*THE TASK*: Emit a verbatim copy of the lines running from the line with "of the wrought" through the end of the material below.

BEGIN MATERIAL SUPPLIED

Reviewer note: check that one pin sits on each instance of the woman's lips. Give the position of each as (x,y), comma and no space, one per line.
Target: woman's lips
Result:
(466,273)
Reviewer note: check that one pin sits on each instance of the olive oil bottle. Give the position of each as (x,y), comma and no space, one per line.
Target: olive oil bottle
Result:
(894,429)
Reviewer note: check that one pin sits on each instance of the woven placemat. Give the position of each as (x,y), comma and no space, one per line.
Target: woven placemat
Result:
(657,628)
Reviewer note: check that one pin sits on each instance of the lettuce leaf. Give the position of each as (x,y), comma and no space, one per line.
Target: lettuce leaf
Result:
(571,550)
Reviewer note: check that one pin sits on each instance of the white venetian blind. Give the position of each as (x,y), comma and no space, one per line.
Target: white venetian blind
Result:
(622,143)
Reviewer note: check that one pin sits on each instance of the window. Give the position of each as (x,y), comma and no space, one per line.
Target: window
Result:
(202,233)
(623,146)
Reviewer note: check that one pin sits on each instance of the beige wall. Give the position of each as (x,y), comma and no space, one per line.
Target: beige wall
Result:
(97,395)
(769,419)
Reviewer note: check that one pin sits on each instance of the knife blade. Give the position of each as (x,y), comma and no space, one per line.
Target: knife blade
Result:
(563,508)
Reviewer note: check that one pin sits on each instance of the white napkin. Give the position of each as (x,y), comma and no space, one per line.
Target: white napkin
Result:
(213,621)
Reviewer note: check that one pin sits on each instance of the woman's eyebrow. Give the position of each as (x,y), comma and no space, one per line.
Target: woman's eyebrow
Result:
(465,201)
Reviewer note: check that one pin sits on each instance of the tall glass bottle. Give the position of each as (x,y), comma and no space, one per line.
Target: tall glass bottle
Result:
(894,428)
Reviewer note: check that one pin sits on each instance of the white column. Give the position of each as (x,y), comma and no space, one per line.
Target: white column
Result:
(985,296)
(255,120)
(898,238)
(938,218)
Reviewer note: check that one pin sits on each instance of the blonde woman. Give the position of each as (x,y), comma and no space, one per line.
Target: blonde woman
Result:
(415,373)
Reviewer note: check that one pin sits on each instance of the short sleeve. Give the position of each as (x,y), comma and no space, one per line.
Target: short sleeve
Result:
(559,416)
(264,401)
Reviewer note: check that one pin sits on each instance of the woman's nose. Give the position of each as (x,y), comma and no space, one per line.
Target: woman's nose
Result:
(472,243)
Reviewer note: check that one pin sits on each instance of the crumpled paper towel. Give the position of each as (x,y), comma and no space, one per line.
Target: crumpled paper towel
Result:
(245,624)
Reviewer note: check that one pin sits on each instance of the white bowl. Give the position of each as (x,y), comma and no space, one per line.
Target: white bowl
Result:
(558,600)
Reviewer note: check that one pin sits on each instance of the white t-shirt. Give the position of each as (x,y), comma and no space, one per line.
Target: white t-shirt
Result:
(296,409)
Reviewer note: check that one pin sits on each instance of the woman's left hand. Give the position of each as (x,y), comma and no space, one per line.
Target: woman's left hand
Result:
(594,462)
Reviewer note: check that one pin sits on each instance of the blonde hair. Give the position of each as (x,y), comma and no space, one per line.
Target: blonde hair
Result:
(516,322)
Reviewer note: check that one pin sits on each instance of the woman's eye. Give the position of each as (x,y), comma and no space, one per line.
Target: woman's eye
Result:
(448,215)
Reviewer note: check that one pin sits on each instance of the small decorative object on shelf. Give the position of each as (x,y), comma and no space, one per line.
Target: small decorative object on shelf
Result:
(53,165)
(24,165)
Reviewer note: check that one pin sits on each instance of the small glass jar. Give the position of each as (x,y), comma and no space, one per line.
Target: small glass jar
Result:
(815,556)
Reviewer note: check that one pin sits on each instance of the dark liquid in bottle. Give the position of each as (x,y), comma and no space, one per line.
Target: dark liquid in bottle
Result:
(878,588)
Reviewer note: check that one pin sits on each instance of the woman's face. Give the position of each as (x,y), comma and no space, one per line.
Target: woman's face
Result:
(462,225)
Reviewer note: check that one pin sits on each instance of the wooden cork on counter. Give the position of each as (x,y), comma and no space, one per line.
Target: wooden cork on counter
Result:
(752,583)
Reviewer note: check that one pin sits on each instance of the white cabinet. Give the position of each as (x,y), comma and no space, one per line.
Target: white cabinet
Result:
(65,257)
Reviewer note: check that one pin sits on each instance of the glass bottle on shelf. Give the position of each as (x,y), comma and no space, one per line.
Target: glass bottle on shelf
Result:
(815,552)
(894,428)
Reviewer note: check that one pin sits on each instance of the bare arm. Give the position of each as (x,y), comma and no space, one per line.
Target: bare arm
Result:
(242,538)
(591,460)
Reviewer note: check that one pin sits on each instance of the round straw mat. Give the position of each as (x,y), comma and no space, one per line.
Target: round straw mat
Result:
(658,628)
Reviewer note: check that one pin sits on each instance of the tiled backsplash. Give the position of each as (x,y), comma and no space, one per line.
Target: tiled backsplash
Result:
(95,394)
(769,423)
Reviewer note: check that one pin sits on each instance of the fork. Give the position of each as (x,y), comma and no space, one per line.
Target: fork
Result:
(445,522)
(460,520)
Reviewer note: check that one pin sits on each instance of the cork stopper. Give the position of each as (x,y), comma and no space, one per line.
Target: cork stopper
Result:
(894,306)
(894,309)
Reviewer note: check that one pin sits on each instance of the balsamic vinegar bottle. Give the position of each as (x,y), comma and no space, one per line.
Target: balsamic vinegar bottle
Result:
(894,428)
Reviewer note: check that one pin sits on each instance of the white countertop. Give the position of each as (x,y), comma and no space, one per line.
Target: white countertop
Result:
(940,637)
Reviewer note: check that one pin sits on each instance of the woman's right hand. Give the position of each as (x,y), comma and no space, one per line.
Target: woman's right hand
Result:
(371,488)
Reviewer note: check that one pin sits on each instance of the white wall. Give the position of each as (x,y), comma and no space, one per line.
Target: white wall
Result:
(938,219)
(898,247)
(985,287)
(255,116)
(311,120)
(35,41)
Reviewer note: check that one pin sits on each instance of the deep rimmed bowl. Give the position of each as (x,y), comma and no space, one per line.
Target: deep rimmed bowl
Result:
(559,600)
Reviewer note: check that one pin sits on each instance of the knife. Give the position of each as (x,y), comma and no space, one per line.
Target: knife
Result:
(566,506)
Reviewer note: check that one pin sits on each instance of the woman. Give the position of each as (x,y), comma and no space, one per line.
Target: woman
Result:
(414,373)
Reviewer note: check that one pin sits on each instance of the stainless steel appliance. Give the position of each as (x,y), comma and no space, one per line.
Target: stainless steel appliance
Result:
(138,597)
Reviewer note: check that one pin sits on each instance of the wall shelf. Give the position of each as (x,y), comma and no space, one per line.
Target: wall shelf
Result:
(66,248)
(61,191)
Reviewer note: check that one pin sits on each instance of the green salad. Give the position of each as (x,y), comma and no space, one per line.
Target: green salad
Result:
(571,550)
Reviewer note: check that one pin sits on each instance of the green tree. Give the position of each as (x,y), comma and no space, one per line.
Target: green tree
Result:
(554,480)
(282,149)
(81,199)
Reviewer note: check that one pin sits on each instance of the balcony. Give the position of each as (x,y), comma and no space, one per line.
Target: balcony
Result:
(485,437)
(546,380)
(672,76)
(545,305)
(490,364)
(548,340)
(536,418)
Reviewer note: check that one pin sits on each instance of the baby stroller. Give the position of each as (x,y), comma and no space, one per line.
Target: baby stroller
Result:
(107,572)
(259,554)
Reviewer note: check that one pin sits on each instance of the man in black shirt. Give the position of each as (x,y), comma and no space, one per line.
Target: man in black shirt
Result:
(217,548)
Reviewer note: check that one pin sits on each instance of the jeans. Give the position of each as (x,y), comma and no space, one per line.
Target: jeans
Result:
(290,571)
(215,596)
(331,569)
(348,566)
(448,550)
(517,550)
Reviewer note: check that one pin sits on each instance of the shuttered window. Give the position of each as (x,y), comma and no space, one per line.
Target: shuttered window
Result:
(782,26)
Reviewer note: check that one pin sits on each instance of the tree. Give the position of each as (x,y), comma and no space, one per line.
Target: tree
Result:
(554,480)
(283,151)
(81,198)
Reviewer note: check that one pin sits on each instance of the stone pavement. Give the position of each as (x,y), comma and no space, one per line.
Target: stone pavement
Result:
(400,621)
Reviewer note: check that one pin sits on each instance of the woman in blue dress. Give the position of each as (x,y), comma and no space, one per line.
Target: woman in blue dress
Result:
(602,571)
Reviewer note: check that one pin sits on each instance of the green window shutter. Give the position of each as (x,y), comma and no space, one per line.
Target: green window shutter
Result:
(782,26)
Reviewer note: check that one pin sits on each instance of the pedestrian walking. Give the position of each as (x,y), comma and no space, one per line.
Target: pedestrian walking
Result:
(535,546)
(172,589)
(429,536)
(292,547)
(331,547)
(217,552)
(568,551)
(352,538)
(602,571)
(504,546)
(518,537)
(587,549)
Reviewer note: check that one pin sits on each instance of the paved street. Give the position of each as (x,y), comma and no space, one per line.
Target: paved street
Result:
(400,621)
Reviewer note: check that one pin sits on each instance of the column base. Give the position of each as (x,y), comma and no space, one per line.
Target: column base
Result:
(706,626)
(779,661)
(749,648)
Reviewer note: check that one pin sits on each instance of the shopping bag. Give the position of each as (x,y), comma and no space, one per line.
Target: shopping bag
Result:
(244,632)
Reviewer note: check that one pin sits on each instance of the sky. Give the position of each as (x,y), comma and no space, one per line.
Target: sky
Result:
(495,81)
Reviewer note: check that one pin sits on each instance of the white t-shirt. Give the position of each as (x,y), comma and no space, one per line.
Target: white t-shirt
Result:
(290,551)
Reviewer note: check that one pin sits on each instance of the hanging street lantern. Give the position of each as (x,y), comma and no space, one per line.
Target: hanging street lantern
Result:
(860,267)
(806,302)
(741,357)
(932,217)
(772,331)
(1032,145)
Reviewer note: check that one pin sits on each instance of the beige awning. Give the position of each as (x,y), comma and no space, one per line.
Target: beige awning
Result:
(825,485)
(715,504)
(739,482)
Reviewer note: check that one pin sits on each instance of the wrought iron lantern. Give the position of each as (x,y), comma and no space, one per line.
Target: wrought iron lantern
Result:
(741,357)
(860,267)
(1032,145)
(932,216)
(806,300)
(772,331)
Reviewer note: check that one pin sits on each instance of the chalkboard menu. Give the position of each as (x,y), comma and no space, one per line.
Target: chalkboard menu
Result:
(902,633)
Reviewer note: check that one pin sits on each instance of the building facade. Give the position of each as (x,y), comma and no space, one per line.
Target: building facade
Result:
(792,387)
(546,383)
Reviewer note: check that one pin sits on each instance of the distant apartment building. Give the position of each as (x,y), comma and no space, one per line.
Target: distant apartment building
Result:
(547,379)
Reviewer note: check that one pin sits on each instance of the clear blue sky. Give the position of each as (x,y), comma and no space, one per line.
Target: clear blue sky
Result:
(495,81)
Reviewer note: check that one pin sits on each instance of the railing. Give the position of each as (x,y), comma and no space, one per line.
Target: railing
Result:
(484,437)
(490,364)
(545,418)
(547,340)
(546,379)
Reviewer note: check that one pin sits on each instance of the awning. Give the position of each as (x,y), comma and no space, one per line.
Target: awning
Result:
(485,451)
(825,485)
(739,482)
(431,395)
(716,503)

END MATERIAL SUPPLIED

*RESULT FOR THIS TASK*:
Reviewer note: check that one pin sits on each instance of the wrought iron lantern. Give the position of each as (x,y), comma and no space, one per line.
Target: wrought iron lantern
Result:
(741,357)
(860,267)
(1032,145)
(932,216)
(806,300)
(772,331)
Reviewer note: check that one pin sits on each instance of the chalkboard menu. Give the position of each as (x,y), comma and no space, one per line.
Target: chalkboard menu
Result:
(902,633)
Reviewer note: check that one pin sits on each instance of the building facade. Give the position of each as (x,y), comma and no space, one per line.
Target: building facade
Result:
(792,387)
(546,383)
Reviewer note: check that one pin sits on each instance of the distant apartment building. Give the position of each as (x,y), comma and no space, one per line.
Target: distant apartment building
Result:
(547,379)
Reviewer note: check that one pin sits on each instance of the clear blue sky. Give the position of each as (x,y), comma and no space, one per line.
Target: clear blue sky
Result:
(495,81)
Reviewer note: check that one pin sits on each instance of the railing. Give the position of each as (x,y), comma and no space, one per line.
Target: railing
Result:
(484,437)
(490,364)
(545,418)
(547,340)
(546,379)
Reviewer note: check that one pin sits on each instance of the awning. Give the position of each as (x,y), comma and no space, one per line.
Target: awning
Result:
(485,451)
(825,485)
(739,482)
(431,395)
(716,503)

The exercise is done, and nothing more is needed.